** Start **

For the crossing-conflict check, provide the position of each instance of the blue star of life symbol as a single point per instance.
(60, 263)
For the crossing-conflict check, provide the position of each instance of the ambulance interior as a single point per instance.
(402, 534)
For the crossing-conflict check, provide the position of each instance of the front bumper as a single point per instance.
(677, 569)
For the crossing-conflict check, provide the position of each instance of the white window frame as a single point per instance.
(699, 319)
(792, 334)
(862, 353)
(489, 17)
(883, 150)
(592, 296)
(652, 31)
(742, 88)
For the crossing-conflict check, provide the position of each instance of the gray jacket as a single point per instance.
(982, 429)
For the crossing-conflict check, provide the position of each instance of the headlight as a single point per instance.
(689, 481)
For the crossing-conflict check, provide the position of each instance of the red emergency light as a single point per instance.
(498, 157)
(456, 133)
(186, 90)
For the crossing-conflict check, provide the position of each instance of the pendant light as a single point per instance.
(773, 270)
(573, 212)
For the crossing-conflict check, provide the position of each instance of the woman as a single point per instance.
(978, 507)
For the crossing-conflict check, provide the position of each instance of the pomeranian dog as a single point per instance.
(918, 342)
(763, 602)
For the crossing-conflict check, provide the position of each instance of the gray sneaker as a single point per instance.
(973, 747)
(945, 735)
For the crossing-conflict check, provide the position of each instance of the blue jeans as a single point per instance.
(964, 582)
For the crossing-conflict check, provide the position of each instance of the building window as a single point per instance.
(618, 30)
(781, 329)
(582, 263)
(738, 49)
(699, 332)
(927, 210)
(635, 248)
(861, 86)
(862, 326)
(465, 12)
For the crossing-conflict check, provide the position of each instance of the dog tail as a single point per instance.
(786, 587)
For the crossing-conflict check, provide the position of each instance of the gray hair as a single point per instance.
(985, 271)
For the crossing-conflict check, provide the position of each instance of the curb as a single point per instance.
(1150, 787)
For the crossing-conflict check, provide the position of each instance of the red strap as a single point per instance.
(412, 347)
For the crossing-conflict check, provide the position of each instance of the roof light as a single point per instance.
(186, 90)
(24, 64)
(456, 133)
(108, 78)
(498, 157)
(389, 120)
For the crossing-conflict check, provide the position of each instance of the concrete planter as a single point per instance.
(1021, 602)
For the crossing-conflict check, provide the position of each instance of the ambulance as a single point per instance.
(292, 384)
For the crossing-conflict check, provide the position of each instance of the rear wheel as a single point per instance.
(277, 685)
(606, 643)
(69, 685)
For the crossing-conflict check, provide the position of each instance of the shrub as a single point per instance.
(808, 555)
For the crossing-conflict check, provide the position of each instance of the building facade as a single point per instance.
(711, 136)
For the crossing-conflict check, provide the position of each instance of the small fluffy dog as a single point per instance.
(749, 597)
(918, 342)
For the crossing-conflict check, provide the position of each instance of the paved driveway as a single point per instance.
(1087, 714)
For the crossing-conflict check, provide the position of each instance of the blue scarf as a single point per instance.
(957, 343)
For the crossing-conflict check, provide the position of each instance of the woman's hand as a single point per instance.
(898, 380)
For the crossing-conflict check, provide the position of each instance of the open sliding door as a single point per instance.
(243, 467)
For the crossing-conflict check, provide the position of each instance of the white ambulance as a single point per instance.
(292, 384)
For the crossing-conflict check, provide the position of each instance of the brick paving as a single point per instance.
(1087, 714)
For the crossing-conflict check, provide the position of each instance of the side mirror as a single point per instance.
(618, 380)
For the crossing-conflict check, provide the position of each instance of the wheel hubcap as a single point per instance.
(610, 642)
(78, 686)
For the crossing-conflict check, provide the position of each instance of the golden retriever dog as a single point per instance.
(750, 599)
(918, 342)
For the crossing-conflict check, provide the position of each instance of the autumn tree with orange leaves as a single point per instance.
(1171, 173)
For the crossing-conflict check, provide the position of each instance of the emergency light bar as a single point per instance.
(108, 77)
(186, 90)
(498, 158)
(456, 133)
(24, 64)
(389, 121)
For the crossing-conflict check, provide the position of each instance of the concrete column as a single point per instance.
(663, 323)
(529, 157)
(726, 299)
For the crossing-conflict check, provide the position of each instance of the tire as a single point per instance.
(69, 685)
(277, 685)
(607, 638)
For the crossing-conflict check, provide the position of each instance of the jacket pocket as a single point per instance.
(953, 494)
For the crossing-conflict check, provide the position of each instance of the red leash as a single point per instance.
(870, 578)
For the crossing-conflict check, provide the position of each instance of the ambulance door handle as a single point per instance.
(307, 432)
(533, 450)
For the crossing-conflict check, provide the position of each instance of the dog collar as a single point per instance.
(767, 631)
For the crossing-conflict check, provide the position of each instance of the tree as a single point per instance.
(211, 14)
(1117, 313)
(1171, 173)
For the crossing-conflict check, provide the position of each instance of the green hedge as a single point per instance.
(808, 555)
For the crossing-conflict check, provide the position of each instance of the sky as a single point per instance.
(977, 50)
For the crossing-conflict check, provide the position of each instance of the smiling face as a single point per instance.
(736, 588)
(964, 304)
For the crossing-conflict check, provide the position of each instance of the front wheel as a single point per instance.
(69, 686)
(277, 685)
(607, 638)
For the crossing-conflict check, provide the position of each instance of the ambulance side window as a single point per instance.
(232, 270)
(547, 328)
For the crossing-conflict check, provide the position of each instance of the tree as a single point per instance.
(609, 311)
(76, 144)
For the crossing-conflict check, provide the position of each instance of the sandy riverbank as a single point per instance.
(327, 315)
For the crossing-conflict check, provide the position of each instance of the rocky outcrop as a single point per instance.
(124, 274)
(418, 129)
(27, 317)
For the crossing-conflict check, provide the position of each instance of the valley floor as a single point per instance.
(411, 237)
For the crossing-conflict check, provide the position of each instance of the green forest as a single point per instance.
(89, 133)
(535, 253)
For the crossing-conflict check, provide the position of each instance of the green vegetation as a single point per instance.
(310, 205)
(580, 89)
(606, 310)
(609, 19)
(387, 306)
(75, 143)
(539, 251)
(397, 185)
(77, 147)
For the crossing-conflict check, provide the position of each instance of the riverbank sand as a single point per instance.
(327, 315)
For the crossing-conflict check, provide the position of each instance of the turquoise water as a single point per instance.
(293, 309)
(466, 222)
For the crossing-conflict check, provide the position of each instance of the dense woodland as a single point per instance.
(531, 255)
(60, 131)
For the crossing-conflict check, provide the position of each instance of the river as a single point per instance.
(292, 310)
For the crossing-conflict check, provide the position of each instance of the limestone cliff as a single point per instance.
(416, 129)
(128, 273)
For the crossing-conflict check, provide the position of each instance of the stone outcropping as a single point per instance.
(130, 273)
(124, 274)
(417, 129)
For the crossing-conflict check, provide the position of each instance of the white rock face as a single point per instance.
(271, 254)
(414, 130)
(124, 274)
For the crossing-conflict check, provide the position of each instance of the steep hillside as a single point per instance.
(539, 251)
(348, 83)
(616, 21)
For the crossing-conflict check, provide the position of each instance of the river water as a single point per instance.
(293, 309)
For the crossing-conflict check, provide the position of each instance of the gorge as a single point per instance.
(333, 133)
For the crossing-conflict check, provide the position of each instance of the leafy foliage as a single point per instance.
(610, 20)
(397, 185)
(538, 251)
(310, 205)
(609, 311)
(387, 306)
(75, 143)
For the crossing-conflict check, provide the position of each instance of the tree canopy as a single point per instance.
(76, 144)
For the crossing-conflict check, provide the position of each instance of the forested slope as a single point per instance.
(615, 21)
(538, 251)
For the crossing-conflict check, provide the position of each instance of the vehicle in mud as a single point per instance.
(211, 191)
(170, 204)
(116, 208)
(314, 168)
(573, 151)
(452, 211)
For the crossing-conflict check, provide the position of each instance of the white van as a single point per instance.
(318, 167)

** End **

§ **WHAT TO PRODUCE**
Copy out all of the items above with "overlap review" substituted for every "crossing-conflict check", leaving everything else unchanged.

§ **WRITTEN RESPONSE**
For the overlap review, provide the position of each instance of the blue star of life symbol as a single point per instance.
(60, 263)
For the overlap review, provide the position of each instance of the ambulance interior as a single point per instance.
(402, 534)
For the overlap review, provide the position of each instance of the front bumper as a single point per instance.
(677, 569)
For the overlap review, provide the position of each instance of the white window frame as a single point per instance.
(699, 319)
(792, 334)
(862, 353)
(489, 17)
(883, 150)
(592, 296)
(652, 31)
(742, 88)
For the overlap review, provide the position of each instance of the gray jacket as a single point per instance.
(982, 429)
For the overlap review, provide the position of each instance of the headlight as a single point per instance.
(689, 481)
For the overlap review, provide the position of each instance of the red emergency light as a single point per instance.
(498, 157)
(456, 133)
(186, 90)
For the overlap review, provide the position of each instance of the pendant light as a single point per instance.
(773, 270)
(573, 212)
For the overlap review, provide the position of each instance of the woman as a single point per instance.
(978, 507)
For the overlap review, provide the position of each instance of the pomeranian dog as a single point per instance.
(918, 342)
(763, 602)
For the overlap review, provide the position of each instance of the gray sneaker as a single point per instance.
(973, 747)
(945, 735)
For the overlap review, provide the position of each instance of the blue jeans as a single point per instance.
(964, 582)
For the overlap review, provide the position of each instance of the building window as a single point per instance.
(618, 30)
(781, 329)
(582, 263)
(738, 49)
(699, 332)
(927, 210)
(635, 248)
(861, 86)
(862, 326)
(465, 12)
For the overlap review, provide the position of each instance of the dog tail as a single point per instance.
(786, 587)
For the overlap review, provide the position of each instance of the gray hair as a single point per instance.
(985, 271)
For the overlap review, provide the position of each instance of the curb as a single point per instance.
(1150, 787)
For the overlap review, provide the position of each instance of the red strap as a single point per instance.
(412, 347)
For the overlap review, provide the position of each instance of the roof light as a single point per instance.
(186, 90)
(24, 64)
(456, 133)
(108, 78)
(498, 157)
(389, 120)
For the overlap review, provide the position of each instance of the concrete planter as a single point per instance.
(1021, 602)
For the overlap review, provide the position of each instance of the ambulance as a single point per instance.
(292, 384)
For the overlap review, provide the position of each instance of the rear wheel as a single point per instance.
(277, 685)
(606, 643)
(69, 685)
For the overlap review, provide the position of each instance of the shrub as a single point per instance.
(808, 555)
For the overlap review, provide the position of each instance of the building facade as a single point per instance.
(711, 136)
For the overlap review, provide the position of each instance of the small fluffy dog as a single point per instance.
(749, 597)
(918, 342)
For the overlap review, provide the position of each instance of the paved driveway as a single point per instance.
(1087, 714)
For the overlap review, provide the position of each instance of the blue scarf as a single point per instance.
(957, 343)
For the overlap review, provide the position of each instance of the woman's hand as a single point per instance.
(898, 380)
For the overlap review, provide the position of each instance of the open sliding door as a single point per instance.
(243, 467)
For the overlap review, provide the position of each instance of the white ambulance as a single point per instance.
(292, 384)
For the overlap review, provide the position of each instance of the brick paving as a single point per instance.
(1087, 714)
For the overlap review, provide the position of each instance of the side mirror as a single point per instance.
(618, 380)
For the overlap review, provide the position of each instance of the wheel hubcap as a single point per instance.
(610, 642)
(78, 686)
For the overlap review, provide the position of each instance of the golden retriever dog as a single point per instance.
(750, 599)
(918, 342)
For the overlap review, provide the position of each instance of the autumn tree with orange leaves as a single point per instance.
(1171, 173)
For the overlap review, provide the position of each instance of the emergency light bar as a single point per instance.
(108, 77)
(186, 90)
(498, 158)
(456, 133)
(24, 64)
(389, 121)
For the overlap review, provide the position of each instance of the concrete column as a single point per instance.
(663, 323)
(529, 157)
(726, 299)
For the overlap review, provide the position of each instance of the tire as a single point per instance.
(69, 685)
(277, 685)
(607, 638)
For the overlap review, provide the position of each instance of the jacket pocket as a single point per instance.
(953, 494)
For the overlap review, provide the position of each instance of the red leash as a single point per instance.
(870, 578)
For the overlap review, provide the position of each instance of the ambulance door handle as a single point per instance.
(307, 432)
(533, 450)
For the overlap review, provide the position of each instance of the dog collar as a single point per instance.
(767, 631)
For the overlap review, provide the position of each instance of the tree as a single point per instance.
(211, 14)
(1117, 313)
(1171, 173)
For the overlap review, provide the position of each instance of the green hedge as a single point per instance.
(808, 555)
For the overlap review, provide the position of each instance of the sky as a single point per instance.
(977, 50)
For the overlap review, provide the position of each instance of the smiling face as a single point per instance.
(736, 588)
(964, 304)
For the overlap review, provide the position of each instance of the front wheel as a single point per instance.
(69, 686)
(277, 685)
(607, 638)
For the overlap review, provide the position of each instance of the ambulance side window as a single point per instance.
(232, 270)
(547, 328)
For the overlap review, provide the position of each instance of the tree as a single point per instance.
(609, 311)
(76, 144)
For the overlap review, provide the position of each instance of the sandy riverbank as a single point per instance.
(327, 315)
For the overlap review, provide the position of each instance of the rocky outcrop as a single point per instance.
(124, 274)
(418, 129)
(27, 317)
For the overlap review, provide the position of each instance of the valley floor as a single point per instance.
(411, 237)
For the overlap review, provide the position of each instance of the green forest as a single point per instance.
(89, 133)
(535, 253)
For the overlap review, provide the position of each instance of the green vegetation as a single point per instance.
(310, 205)
(580, 89)
(606, 310)
(609, 19)
(387, 306)
(75, 143)
(539, 251)
(397, 185)
(77, 147)
For the overlap review, provide the position of each instance of the riverbank sand as a single point per instance.
(327, 315)
For the overlap review, provide the position of each instance of the turquoise water as a single point per instance.
(293, 309)
(466, 222)
For the overlap review, provide the position of each instance of the dense woodland as a single point per instance.
(531, 255)
(60, 131)
For the overlap review, provide the position of each instance of the river as a single point per instance.
(292, 310)
For the overlap review, provide the position of each instance of the limestone cliff as a single point per instance.
(416, 129)
(128, 273)
For the overlap review, provide the position of each instance of the stone outcropping as a single point per instance.
(130, 273)
(124, 274)
(417, 129)
For the overlap review, provide the position of each instance of the white rock face as a single point per instance.
(271, 254)
(414, 130)
(124, 274)
For the overlap review, provide the position of each instance of the steep hillside as a single point per instance.
(539, 251)
(348, 83)
(616, 21)
For the overlap review, provide the position of each instance of the river water as a single point per instance.
(293, 309)
For the overlap review, provide the position of each instance of the gorge as a single point per instance.
(333, 133)
For the overlap review, provide the position of each instance of the leafy foliage as a single point per instance.
(610, 20)
(397, 185)
(538, 251)
(310, 205)
(609, 311)
(387, 306)
(75, 143)
For the overlap review, provide the position of each instance of the tree canopy as a single point per instance.
(76, 144)
For the overlap review, provide the position of each instance of the forested slope as a single point per instance.
(615, 21)
(538, 251)
For the overlap review, provide the position of each instance of the vehicle in mud as a single point per instance.
(211, 191)
(170, 204)
(116, 208)
(314, 168)
(573, 151)
(452, 211)
For the overlap review, provide the position of each instance of the white van as a single point per instance.
(318, 167)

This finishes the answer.